出題 A:
氷川鍬神社の文章を読み、次の問いに答えなさい。
(i) 上尾駅から何メートルほど歩くと神社の木立が見えてくるか。
(ii) 氷川鍬神社は古くは何と称されていたか。
(iii) 江戸初期のいつごろ創建されたともいわれるか。
出題 B: 氷川鍬神社の文章のうち、「氷川鍬神社(ひかわくわじんじ」から「武蔵風土記稿』・『御鍬太神宮略由来』)。」までのすべてを、一字も変えずに書き出しなさい。

印刷用ページを表示する 掲載日:2014年3月1日更新 ページID:0094019

江戸の知識人も招かれた「聚正義塾」

 氷川鍬神社(ひかわくわじんじゃ)は、かつては上尾駅東口に降り立つと境内の木立が望見できたが、現在ではビルの陰になってしまっている。それでも駅から200メートルも歩いて行くと、喧騒の中の静寂空間に木立が見えてくる。
 氷川鍬神社は、明治末期の神社の合祀(ごうし)以後の社名であり、古くは御鍬太神宮(おくわだいじんぐう)と称されていた。一般には「お鍬さま」と呼ばれ親しまれているが、江戸初期の万治のころ(1658~61年)創建されたともいわれる。伝承によると、3人の童子が鍬2挺と稲束を持ち、白幣(はくへい)をかざし踊り歩いて上尾宿に来て、童子たちはいずこにか消え失せたが、残された鍬を本陣の林宮内(くない)が祭ったという。まことに楽しい心温まる話であるが、宮内は幕末の人で、本陣の当主は林八郎右衛門であろう。童子の残した白幣を神幣(みてぐら)として納め、「群参(ぐんさん)日を追ておびただし」と伝承は伝えている(『新編武蔵風土記稿』・『御鍬太神宮略由来』)。

提供資料:
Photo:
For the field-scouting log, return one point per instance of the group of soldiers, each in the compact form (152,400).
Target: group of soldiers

--

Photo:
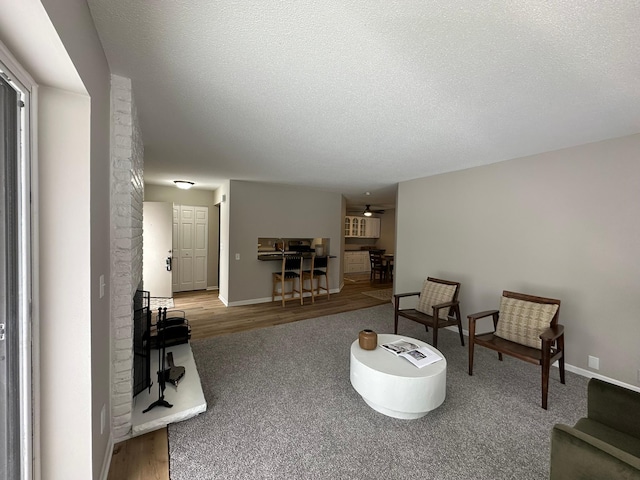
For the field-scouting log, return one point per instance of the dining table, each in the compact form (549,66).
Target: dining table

...

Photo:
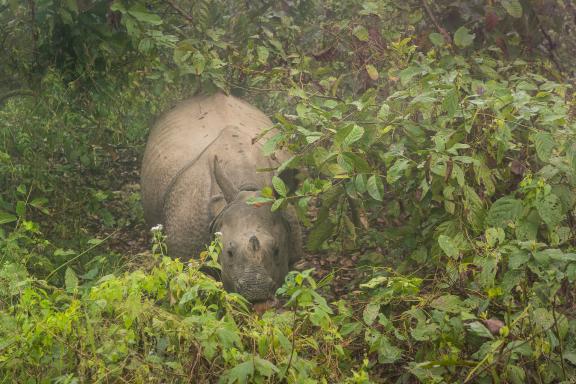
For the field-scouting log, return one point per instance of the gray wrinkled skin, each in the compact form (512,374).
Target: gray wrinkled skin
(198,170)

解答 A:
(i) 200メートル
(ii) 御鍬太神宮(おくわだいじんぐう)
(iii) 万治のころ(1658~61年)

解答 B:
氷川鍬神社(ひかわくわじんじゃ)は、かつては上尾駅東口に降り立つと境内の木立が望見できたが、現在ではビルの陰になってしまっている。それでも駅から200メートルも歩いて行くと、喧騒の中の静寂空間に木立が見えてくる。
 氷川鍬神社は、明治末期の神社の合祀(ごうし)以後の社名であり、古くは御鍬太神宮(おくわだいじんぐう)と称されていた。一般には「お鍬さま」と呼ばれ親しまれているが、江戸初期の万治のころ(1658~61年)創建されたともいわれる。伝承によると、3人の童子が鍬2挺と稲束を持ち、白幣(はくへい)をかざし踊り歩いて上尾宿に来て、童子たちはいずこにか消え失せたが、残された鍬を本陣の林宮内(くない)が祭ったという。まことに楽しい心温まる話であるが、宮内は幕末の人で、本陣の当主は林八郎右衛門であろう。童子の残した白幣を神幣(みてぐら)として納め、「群参(ぐんさん)日を追ておびただし」と伝承は伝えている(『新編武蔵風土記稿』・『御鍬太神宮略由来』)。